» **Trecho da fonte**
———

1 milhão de reais por 10 segundos de filme
A história do pouso do Concorde em A Fogueira das Vaidades
Cinema é uma arte cara. Por isso, ao longo das décadas, várias estratégias de produção foram sendo criadas para tentar minimizar os custos de realização, o que incluiu a ideia revolucionária de Thomas H. Ince de criar e organizar um estúdio que contivesse, em um mesmo espaço, todas os departamentos envolvidos no processo - uma lógica que praticamente criou a figura do produtor distinta daquela do diretor.

———

» **Itens**
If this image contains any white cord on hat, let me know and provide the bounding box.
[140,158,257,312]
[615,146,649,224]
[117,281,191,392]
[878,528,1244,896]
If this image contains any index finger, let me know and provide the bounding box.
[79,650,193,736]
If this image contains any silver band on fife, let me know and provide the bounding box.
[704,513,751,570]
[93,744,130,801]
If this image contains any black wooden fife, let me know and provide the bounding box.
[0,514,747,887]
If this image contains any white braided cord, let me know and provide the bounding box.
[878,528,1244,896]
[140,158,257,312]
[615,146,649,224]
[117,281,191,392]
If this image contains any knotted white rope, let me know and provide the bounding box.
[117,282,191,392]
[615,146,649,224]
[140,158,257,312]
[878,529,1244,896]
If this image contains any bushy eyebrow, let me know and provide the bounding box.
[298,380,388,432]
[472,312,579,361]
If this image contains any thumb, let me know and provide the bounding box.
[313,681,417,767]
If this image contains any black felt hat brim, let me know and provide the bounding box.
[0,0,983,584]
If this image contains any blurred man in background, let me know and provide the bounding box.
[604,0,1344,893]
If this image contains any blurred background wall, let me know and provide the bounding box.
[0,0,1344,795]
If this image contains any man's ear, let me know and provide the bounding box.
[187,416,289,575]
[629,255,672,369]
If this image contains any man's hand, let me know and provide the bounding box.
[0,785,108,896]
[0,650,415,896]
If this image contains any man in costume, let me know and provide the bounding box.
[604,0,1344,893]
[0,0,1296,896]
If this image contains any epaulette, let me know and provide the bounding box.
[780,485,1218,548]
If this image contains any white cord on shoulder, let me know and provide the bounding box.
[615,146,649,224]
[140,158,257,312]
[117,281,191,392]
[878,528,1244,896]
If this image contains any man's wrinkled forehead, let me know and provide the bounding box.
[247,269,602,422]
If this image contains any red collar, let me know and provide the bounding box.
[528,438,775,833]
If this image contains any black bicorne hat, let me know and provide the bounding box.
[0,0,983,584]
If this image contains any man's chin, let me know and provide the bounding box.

———

» **Tarefas**
1. Cite tudo o que vai de "1 milhão de" até "daquela do diretor." no texto sobre o pouso do Concorde.
2. Continue o texto sobre o pouso do Concorde a partir da última frase apresentada.

» **Respostas**
1.
1 milhão de reais por 10 segundos de filme
A história do pouso do Concorde em A Fogueira das Vaidades
Cinema é uma arte cara. Por isso, ao longo das décadas, várias estratégias de produção foram sendo criadas para tentar minimizar os custos de realização, o que incluiu a ideia revolucionária de Thomas H. Ince de criar e organizar um estúdio que contivesse, em um mesmo espaço, todas os departamentos envolvidos no processo - uma lógica que praticamente criou a figura do produtor distinta daquela do diretor.

2.
Neste sentido, um dos elementos fundamentais em uma grande produção é a Segunda Unidade, que, operando com uma equipe reduzida, é responsável por filmar planos e cenas que não envolvam (ou não precisem envolver) o elenco principal: quando você vir o plano-detalhe de uma mão escrevendo algo, um plano aéreo mostrando a cidade na qual a ação se passa ou um carro percorrendo uma estrada, há quase 100% de chance de que esteja vendo imagens capturadas pela Segunda Unidade, que tem seu próprio diretor (e diretor de fotografia). Aliás, há ocasiões em que alguns dos momentos mais inesquecíveis de um projeto partiram não do diretor cujo nome vem acompanhado das palavras “um filme de”, mas de outro cuja identificação encontra-se enterrada no meio dos longos créditos finais.
Veja, por exemplo, a introdução de A Fogueira das Vaidades presente no vídeo acima: totalmente concebida pelo diretor de segunda unidade Eric Schwab, que contava com a total confiança de Brian De Palma (que o encarava como um pupilo), a sequência (rodada com o uso de timelapse) exigiu uma longa e cuidadosa preparação e já deixava claro para o público como o filme retrataria acontecimentos em um universo de glamour no qual tudo (poder, fortuna, amor) é efêmero.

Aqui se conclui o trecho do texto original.